**Exercise instructions:**
Reproduce every one of the following records verbatim, altering no character.

**Records drawn from a data source:**
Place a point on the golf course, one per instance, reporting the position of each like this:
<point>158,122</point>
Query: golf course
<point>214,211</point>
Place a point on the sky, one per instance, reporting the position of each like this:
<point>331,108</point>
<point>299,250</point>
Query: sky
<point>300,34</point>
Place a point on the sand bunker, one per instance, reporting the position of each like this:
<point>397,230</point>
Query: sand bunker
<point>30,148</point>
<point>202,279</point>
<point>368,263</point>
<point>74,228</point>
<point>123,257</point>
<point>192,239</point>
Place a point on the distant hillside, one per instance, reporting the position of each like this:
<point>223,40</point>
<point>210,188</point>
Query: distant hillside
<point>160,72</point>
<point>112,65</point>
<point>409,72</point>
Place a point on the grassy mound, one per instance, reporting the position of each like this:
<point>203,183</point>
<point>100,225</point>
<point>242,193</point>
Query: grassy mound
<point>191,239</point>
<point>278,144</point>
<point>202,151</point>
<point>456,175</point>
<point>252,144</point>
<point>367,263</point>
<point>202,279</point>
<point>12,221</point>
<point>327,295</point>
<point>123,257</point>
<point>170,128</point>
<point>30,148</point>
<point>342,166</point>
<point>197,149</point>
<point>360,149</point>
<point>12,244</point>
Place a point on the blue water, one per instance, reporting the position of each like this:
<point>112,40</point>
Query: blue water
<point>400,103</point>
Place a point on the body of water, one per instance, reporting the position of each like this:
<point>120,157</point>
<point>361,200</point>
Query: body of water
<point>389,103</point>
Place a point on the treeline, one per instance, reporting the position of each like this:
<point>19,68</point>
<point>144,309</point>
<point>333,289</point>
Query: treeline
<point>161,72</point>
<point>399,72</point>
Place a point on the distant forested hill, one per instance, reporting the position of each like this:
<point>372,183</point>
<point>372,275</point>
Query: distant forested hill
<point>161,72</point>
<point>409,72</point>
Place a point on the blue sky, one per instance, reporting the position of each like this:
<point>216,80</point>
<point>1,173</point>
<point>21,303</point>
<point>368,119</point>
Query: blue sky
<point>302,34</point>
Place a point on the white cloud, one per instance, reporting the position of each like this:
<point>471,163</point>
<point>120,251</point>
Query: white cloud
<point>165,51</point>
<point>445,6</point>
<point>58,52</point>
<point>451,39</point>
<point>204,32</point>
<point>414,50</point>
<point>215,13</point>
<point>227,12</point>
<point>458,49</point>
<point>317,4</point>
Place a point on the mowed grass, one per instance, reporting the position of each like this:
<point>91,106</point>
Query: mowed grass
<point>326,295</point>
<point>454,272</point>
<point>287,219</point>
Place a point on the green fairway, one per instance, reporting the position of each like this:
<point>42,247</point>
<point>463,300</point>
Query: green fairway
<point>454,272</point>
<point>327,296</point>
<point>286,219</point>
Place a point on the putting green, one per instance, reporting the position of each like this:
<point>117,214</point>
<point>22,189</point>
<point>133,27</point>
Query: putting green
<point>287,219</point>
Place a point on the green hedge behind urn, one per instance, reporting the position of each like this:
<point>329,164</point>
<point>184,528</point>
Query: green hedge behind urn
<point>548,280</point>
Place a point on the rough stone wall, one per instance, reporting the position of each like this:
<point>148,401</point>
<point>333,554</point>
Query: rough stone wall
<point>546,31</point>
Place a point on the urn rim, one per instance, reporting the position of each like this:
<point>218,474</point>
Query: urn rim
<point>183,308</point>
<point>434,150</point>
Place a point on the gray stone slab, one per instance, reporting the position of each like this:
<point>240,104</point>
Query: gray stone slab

**Result for this task:**
Place a point on the golf course, one per instance, reporting the position of each like this:
<point>158,122</point>
Query: golf course
<point>214,211</point>
Place a point on the sky, one per instance, reporting the position of each like this:
<point>331,108</point>
<point>299,250</point>
Query: sky
<point>300,34</point>
Place a point on the sand bunker, one per instance, reporting the position of each like this:
<point>397,230</point>
Query: sand bunker
<point>30,148</point>
<point>202,279</point>
<point>368,263</point>
<point>74,228</point>
<point>123,257</point>
<point>192,239</point>
Place a point on the distant hillside, one per instance, reporting the position of each like this:
<point>223,40</point>
<point>210,188</point>
Query: distant hillside
<point>160,72</point>
<point>112,65</point>
<point>409,72</point>
Place a point on the grassy mound, one per instance, reporting the position of each like this:
<point>203,183</point>
<point>100,225</point>
<point>242,193</point>
Query: grassy mound
<point>191,239</point>
<point>278,144</point>
<point>202,151</point>
<point>456,175</point>
<point>252,144</point>
<point>367,263</point>
<point>202,279</point>
<point>12,221</point>
<point>327,295</point>
<point>123,257</point>
<point>170,128</point>
<point>30,148</point>
<point>342,166</point>
<point>197,149</point>
<point>360,149</point>
<point>12,244</point>
Place a point on the blue water, one per instance, reporting the position of each like this:
<point>112,40</point>
Query: blue water
<point>400,103</point>
Place a point on the body of water, one per instance, reporting the position of each like this:
<point>120,157</point>
<point>361,200</point>
Query: body of water
<point>389,103</point>
Place a point on the treeline, one per instance, reporting the position of each like this:
<point>19,68</point>
<point>144,309</point>
<point>333,289</point>
Query: treeline
<point>161,72</point>
<point>399,72</point>
Place a point on the distant forested hill, one per instance, reporting the position of each like this:
<point>372,183</point>
<point>372,275</point>
Query: distant forested hill
<point>161,72</point>
<point>409,72</point>
Place a point on the blue sky, one per instance, reporting the position of each like this:
<point>216,80</point>
<point>1,173</point>
<point>21,303</point>
<point>368,119</point>
Query: blue sky
<point>302,34</point>
Place a point on the white cloud, one per instance, reporting the position of each like this:
<point>471,163</point>
<point>120,251</point>
Query: white cloud
<point>165,51</point>
<point>445,6</point>
<point>58,52</point>
<point>451,39</point>
<point>204,32</point>
<point>414,50</point>
<point>215,13</point>
<point>227,12</point>
<point>458,49</point>
<point>317,4</point>
Place a point on the mowed grass, one per instance, reporting the position of each like this:
<point>91,106</point>
Query: mowed grass
<point>326,295</point>
<point>454,272</point>
<point>287,219</point>
Place a point on the green fairway, one per instance, reporting the position of each like this:
<point>42,247</point>
<point>463,300</point>
Query: green fairway
<point>454,272</point>
<point>327,296</point>
<point>286,219</point>
Place a point on the putting green, one per instance, reporting the position of each like this:
<point>117,214</point>
<point>22,189</point>
<point>133,27</point>
Query: putting green
<point>287,219</point>
Place a point on the green hedge behind urn, one per instance, reporting the position of each like this:
<point>329,164</point>
<point>184,528</point>
Query: green hedge behind urn
<point>548,280</point>
Place a point on the rough stone wall, one per instance, reporting the position of each like this:
<point>148,401</point>
<point>333,554</point>
Query: rough stone wall
<point>546,31</point>
Place a point on the urn rim, one per instance, reporting the position of each like this:
<point>218,474</point>
Query: urn rim
<point>183,308</point>
<point>434,150</point>
Place a point on the gray stone slab, one per instance, reporting the position of each like this:
<point>240,104</point>
Query: gray stone slab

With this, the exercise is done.